Stored records
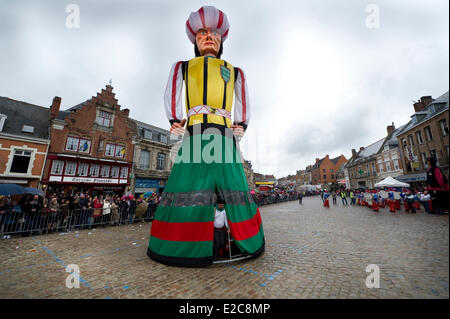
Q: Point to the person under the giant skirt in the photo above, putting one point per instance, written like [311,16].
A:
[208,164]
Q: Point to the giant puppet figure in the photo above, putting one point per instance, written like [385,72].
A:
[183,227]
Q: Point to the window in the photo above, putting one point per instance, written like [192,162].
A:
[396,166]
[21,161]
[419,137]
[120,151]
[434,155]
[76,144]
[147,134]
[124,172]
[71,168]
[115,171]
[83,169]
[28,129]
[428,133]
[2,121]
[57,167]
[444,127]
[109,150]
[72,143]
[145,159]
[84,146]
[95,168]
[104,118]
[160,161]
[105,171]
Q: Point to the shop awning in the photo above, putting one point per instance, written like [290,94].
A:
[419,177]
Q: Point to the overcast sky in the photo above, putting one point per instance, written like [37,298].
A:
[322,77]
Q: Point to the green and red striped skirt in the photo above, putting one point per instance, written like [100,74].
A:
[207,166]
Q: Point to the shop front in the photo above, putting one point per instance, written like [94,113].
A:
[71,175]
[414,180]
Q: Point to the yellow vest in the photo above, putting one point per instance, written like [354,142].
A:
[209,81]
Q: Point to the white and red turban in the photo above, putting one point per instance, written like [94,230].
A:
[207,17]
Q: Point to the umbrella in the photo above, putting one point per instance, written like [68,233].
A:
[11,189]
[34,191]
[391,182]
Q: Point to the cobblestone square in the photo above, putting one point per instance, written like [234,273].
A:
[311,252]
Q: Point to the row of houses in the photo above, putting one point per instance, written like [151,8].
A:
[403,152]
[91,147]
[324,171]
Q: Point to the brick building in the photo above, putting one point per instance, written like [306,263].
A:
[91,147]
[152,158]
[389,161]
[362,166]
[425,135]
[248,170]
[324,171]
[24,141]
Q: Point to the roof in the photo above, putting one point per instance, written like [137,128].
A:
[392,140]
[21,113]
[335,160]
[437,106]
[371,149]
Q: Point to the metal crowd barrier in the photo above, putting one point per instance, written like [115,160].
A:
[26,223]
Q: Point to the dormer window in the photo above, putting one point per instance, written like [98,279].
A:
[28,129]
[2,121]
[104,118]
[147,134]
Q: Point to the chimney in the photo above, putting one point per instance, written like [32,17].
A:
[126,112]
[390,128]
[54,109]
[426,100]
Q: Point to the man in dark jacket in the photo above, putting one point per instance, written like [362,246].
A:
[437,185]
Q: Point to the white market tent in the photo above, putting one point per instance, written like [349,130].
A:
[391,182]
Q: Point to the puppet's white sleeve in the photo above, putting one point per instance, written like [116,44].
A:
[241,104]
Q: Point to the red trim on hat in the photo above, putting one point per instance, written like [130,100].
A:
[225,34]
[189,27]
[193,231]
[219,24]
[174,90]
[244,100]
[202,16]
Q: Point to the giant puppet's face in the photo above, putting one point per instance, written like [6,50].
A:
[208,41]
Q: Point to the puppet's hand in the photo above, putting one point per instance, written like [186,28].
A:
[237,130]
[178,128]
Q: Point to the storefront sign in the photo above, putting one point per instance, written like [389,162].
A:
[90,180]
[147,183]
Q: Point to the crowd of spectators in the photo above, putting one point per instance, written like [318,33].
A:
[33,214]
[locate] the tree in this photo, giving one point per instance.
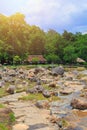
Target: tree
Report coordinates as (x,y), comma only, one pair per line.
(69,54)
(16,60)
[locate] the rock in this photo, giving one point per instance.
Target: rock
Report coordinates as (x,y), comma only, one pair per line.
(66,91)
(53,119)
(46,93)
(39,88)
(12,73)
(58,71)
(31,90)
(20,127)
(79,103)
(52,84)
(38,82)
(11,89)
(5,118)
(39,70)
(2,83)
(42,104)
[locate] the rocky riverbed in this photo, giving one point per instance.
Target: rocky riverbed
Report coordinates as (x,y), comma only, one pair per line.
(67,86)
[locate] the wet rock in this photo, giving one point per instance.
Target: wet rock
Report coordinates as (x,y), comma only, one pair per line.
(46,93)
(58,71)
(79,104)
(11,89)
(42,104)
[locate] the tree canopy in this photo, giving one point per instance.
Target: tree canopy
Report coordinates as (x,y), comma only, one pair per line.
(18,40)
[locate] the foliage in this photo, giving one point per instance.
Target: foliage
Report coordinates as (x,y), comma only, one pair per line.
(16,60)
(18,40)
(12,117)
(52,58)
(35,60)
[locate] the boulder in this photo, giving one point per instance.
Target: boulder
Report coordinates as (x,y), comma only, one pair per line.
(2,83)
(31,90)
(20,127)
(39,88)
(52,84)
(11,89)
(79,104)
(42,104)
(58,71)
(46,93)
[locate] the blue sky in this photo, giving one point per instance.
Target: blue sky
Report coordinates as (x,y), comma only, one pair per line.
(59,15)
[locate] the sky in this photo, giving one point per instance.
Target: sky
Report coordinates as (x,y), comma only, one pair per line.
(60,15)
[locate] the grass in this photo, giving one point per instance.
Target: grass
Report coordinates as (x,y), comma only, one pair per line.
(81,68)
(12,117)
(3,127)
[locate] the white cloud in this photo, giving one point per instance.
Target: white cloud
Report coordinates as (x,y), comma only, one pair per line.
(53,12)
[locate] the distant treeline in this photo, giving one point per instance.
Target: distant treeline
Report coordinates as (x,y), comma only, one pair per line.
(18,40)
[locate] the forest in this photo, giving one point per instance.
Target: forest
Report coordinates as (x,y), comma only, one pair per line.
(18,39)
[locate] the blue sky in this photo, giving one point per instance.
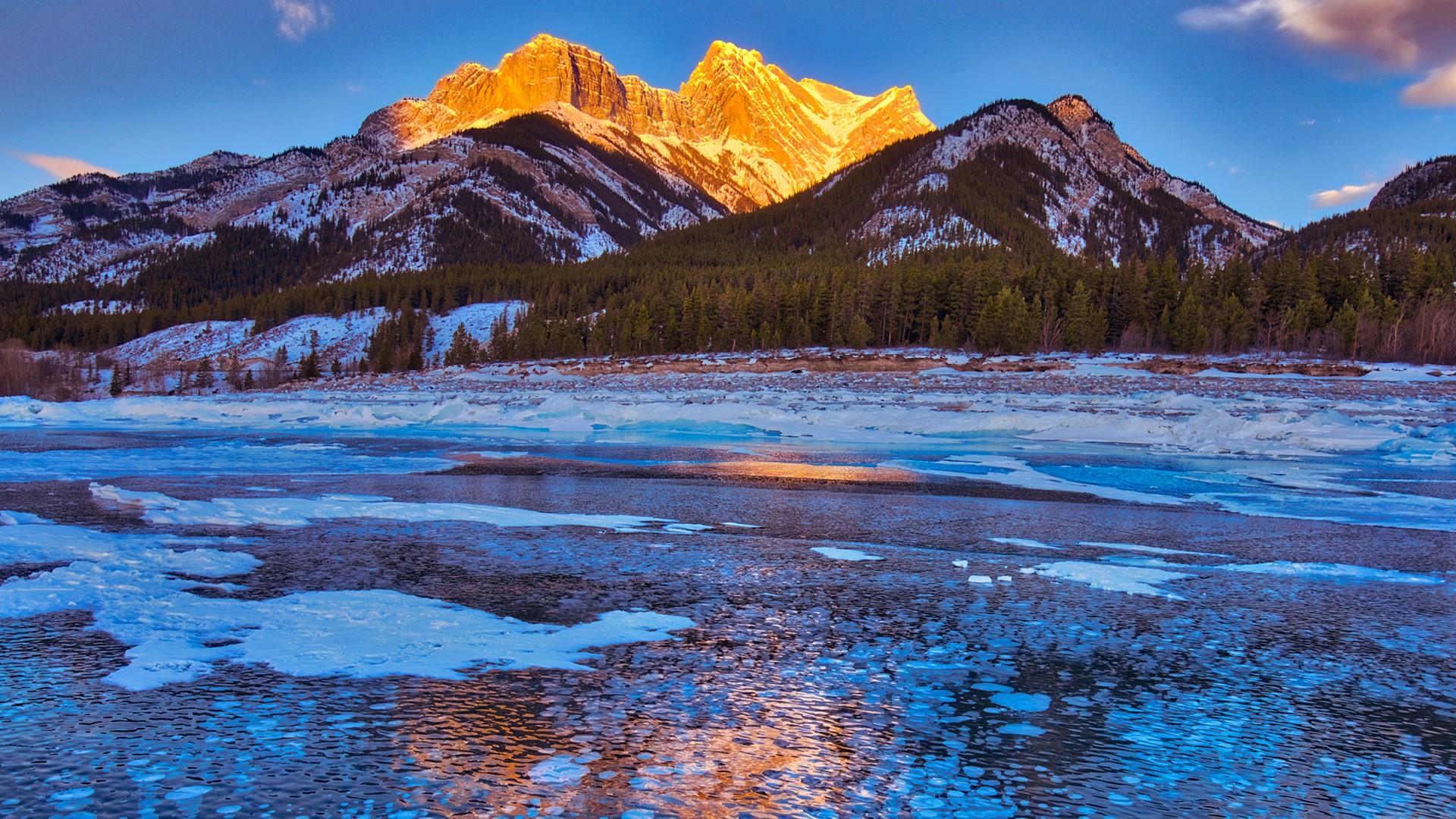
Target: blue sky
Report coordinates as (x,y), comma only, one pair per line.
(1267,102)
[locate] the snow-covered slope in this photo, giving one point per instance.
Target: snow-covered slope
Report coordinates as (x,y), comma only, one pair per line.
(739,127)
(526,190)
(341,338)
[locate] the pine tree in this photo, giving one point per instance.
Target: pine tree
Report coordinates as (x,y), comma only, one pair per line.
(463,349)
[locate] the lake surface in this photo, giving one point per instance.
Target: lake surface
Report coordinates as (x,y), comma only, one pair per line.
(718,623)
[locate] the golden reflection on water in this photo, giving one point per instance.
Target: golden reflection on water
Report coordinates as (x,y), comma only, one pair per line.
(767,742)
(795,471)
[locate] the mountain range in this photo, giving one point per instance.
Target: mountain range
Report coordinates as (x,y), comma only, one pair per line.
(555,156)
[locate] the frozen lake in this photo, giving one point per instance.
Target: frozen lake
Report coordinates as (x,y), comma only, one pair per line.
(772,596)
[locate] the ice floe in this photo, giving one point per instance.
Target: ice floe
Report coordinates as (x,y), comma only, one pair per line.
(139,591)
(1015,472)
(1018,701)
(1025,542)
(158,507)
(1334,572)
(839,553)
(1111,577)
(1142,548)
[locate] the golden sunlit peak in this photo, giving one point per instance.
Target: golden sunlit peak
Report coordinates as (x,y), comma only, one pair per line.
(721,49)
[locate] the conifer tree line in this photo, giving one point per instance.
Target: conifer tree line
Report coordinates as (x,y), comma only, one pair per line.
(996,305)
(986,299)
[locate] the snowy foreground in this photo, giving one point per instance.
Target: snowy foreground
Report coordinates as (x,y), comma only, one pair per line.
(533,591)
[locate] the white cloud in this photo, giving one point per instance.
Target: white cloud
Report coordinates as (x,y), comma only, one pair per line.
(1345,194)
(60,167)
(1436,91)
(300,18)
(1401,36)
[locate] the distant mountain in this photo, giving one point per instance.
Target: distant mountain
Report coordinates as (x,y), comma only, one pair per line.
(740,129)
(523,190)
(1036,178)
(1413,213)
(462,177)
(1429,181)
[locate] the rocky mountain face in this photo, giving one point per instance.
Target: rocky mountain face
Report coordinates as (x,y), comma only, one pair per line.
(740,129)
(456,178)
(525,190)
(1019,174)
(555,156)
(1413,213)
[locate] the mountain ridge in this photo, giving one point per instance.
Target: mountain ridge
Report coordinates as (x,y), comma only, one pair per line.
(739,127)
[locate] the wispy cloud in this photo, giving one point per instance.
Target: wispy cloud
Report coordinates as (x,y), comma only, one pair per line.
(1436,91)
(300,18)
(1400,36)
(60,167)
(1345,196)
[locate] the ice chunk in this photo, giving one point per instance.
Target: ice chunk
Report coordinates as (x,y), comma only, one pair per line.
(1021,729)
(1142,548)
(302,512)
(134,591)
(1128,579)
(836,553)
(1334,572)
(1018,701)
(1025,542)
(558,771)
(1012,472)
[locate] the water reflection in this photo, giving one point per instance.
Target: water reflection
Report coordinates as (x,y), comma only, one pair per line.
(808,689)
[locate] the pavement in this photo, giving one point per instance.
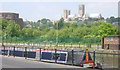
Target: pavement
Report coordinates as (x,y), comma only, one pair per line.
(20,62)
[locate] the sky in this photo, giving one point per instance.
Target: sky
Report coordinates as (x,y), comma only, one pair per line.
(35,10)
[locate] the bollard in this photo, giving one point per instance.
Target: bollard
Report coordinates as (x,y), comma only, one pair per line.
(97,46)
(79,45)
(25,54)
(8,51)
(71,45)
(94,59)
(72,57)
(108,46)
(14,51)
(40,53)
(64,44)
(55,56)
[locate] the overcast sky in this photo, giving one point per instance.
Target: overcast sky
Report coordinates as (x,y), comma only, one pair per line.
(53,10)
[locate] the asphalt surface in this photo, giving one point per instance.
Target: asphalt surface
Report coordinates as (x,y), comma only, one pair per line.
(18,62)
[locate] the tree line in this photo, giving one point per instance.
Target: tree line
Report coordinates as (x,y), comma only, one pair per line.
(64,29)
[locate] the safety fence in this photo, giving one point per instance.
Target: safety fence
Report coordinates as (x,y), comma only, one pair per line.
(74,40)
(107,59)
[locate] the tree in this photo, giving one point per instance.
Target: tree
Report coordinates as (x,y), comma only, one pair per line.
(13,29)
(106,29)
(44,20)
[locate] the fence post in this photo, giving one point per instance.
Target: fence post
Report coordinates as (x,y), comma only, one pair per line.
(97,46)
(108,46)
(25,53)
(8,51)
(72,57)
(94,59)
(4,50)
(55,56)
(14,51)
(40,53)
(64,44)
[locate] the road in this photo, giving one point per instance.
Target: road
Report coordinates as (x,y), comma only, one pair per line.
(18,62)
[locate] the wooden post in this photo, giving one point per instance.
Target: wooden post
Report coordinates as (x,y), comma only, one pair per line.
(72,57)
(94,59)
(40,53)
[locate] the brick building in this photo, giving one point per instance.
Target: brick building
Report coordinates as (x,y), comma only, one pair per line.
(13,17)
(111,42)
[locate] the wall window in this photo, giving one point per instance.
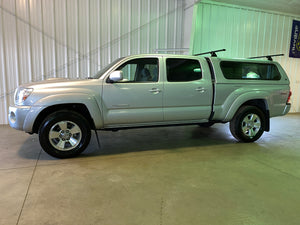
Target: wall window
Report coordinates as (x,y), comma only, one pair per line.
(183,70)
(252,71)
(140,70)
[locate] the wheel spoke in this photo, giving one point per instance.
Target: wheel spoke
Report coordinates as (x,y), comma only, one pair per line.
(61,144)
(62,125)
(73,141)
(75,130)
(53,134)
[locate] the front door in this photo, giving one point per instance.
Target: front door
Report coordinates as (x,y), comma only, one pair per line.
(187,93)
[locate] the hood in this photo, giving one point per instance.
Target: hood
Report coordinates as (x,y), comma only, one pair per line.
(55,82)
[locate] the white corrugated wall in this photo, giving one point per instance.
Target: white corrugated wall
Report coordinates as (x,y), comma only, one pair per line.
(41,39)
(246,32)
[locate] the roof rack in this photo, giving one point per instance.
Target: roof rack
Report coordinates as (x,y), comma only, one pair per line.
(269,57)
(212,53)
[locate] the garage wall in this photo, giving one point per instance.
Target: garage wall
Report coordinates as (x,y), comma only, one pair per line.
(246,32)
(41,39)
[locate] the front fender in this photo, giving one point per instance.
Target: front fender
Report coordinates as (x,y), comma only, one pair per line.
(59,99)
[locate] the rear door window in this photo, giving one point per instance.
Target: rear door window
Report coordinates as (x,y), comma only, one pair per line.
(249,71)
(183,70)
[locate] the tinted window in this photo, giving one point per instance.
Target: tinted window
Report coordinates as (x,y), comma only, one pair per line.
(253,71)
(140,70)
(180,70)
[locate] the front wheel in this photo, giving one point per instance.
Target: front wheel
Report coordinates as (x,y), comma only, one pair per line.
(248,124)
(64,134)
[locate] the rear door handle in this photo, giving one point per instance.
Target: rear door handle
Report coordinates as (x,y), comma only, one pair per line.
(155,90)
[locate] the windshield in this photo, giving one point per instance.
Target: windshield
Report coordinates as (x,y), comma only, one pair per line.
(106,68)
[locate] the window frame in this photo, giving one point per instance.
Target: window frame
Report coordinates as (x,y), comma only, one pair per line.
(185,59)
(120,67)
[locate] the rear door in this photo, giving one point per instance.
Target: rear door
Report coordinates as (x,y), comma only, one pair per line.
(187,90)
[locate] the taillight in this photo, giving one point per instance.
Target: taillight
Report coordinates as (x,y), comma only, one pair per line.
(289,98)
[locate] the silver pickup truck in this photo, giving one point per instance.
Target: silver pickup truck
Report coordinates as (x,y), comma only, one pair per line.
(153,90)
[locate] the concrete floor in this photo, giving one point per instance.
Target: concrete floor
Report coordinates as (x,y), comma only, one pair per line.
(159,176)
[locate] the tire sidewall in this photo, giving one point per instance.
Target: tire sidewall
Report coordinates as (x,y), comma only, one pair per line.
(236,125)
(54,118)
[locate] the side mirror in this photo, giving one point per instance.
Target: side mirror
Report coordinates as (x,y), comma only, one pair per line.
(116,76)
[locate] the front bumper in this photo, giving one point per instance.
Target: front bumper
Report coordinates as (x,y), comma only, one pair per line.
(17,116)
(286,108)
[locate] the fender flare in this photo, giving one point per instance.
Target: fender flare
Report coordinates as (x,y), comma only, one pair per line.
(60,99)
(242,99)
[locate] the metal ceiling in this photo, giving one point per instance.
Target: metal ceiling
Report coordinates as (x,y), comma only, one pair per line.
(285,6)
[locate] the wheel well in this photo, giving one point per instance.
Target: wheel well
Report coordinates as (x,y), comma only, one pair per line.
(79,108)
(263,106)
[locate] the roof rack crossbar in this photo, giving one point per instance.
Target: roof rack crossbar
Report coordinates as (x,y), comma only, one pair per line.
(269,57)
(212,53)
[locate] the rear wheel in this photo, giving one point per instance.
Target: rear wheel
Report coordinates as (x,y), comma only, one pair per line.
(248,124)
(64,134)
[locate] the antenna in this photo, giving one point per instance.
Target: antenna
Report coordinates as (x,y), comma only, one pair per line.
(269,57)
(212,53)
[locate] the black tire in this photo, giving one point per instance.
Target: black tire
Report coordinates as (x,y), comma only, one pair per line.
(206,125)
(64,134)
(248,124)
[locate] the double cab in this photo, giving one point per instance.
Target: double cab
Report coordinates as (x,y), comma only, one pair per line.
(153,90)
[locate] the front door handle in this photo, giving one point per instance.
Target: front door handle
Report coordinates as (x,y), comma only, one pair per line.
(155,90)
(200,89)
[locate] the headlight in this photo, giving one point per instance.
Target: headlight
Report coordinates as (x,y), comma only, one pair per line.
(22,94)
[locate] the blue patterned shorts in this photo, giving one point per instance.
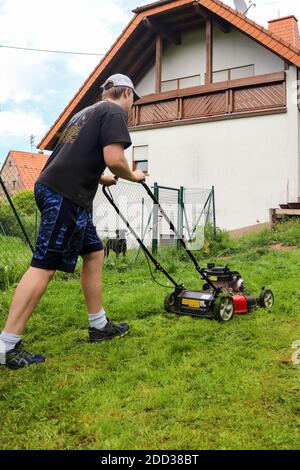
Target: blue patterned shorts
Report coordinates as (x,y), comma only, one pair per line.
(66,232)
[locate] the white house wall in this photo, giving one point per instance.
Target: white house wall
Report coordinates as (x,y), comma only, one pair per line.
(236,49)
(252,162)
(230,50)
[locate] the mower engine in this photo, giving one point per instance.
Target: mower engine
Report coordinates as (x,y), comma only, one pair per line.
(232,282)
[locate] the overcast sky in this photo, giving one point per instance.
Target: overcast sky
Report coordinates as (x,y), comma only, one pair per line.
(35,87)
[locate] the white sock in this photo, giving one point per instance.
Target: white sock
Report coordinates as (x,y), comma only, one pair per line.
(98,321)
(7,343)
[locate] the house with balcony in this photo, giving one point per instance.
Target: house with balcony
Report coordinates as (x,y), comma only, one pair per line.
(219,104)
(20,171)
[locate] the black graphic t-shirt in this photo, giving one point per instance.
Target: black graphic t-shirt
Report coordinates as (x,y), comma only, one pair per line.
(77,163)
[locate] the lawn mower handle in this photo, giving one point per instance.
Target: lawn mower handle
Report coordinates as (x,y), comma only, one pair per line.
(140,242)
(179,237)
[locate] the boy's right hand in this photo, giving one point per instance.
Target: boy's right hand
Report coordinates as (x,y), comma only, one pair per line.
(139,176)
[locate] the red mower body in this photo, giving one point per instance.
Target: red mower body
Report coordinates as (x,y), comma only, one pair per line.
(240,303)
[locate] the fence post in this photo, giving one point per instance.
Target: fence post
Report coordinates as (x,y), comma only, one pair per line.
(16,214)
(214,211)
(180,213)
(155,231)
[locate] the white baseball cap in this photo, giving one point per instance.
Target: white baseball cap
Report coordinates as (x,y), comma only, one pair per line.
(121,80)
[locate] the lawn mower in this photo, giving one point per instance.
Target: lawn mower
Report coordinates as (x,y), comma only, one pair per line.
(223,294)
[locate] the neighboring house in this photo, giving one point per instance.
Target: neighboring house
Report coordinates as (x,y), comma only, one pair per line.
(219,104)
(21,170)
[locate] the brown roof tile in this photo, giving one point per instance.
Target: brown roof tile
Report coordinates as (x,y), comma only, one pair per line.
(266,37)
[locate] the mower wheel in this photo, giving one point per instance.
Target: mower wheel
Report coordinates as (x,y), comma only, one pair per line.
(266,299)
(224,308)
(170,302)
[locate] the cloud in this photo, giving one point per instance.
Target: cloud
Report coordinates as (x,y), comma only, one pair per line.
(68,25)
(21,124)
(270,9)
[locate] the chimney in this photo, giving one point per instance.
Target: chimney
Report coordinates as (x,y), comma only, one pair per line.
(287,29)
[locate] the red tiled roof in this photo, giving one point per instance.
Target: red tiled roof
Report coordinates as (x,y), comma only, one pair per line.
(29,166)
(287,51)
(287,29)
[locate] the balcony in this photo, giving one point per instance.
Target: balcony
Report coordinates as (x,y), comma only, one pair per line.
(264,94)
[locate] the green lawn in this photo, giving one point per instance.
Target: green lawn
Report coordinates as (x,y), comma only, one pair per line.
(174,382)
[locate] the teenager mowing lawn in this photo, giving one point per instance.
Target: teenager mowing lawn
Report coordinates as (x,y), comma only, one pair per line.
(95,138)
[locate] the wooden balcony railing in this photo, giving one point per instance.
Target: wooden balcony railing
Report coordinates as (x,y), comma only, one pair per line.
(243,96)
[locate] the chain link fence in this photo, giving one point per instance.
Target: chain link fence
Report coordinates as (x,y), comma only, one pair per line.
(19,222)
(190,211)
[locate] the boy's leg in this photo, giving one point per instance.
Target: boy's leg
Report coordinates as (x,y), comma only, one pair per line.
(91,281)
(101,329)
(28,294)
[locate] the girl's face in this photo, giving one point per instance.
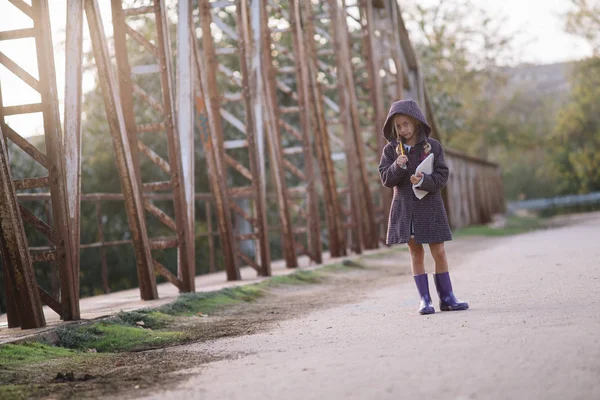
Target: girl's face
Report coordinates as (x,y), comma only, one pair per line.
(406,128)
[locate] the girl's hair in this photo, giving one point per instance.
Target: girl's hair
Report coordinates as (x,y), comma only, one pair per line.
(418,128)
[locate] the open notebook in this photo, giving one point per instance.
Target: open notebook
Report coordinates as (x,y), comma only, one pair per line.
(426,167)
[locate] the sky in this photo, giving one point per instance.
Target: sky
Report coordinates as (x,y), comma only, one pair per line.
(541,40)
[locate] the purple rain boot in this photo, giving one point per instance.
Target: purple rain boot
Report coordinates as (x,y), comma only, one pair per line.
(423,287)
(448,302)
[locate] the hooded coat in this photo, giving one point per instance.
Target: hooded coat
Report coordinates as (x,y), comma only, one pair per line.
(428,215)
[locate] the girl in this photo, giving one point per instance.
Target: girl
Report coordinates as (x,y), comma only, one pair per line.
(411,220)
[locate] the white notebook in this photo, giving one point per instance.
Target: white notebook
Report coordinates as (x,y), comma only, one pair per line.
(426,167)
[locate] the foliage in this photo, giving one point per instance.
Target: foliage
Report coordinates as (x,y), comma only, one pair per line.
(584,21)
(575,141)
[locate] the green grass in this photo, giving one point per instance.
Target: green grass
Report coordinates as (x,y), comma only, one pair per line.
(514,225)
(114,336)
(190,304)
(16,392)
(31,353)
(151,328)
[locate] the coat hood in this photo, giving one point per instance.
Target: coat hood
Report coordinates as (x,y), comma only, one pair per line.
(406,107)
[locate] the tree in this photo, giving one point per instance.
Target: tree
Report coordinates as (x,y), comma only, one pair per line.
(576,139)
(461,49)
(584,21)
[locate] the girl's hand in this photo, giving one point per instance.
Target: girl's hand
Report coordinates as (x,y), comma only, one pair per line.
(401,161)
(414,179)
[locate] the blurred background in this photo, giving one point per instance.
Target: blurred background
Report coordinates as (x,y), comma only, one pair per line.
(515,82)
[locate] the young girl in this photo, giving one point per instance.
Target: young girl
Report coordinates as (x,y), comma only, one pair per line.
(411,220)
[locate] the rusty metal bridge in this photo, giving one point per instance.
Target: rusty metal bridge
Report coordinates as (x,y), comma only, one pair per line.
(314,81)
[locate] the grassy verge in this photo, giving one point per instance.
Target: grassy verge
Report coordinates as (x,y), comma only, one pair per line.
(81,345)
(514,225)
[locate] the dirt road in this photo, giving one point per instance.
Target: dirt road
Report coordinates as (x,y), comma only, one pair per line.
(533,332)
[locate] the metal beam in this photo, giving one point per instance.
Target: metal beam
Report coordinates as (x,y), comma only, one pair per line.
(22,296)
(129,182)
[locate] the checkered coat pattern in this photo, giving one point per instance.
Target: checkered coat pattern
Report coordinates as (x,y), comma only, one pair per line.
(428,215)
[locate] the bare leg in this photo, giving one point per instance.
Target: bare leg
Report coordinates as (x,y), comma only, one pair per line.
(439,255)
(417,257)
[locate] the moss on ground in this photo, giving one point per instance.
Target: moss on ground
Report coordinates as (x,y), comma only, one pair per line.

• TASK BRIEF:
Every line from the one containing "[locate] the rusty" through the last line of the entries must be written out verbatim, and no other line.

• RESULT FOR THIS EXERCISE:
[locate] the rusty metal bridge in this photo, giving one point per instance.
Target: rusty metal bridge
Report coordinates as (x,y), comma only, one pair per line.
(314,81)
[locate] the grassy verge in this photo, giving one point per instance.
Target: grassy verge
Report coordinates as (x,y), comma only, one pair per line.
(81,345)
(514,225)
[locate] the dirt road in this photo, giving one point per instance.
Target: dirt road
Report coordinates as (x,y), comma only, one pair per line.
(533,332)
[locate] the metal beam in this photo, giving one point per instance.
Target: metal beam
Report coordinates as (x,y), comma only, one pair per line.
(22,296)
(129,182)
[locate] the checkered coat pattern in this photo, giving one point per instance.
Target: checkered coat pattern
Report coordinates as (x,y), comma only, one pair per line.
(428,215)
[locate] the bare leg in this photo, giving one point per instance.
Target: bare leg
Report coordinates as (x,y), comma only, one pair per line.
(439,255)
(417,257)
[locate] the moss on ground in this photo, giving one point per instance.
Target: moss on ground
Report coordinates as (x,y), comma only, one pair per line.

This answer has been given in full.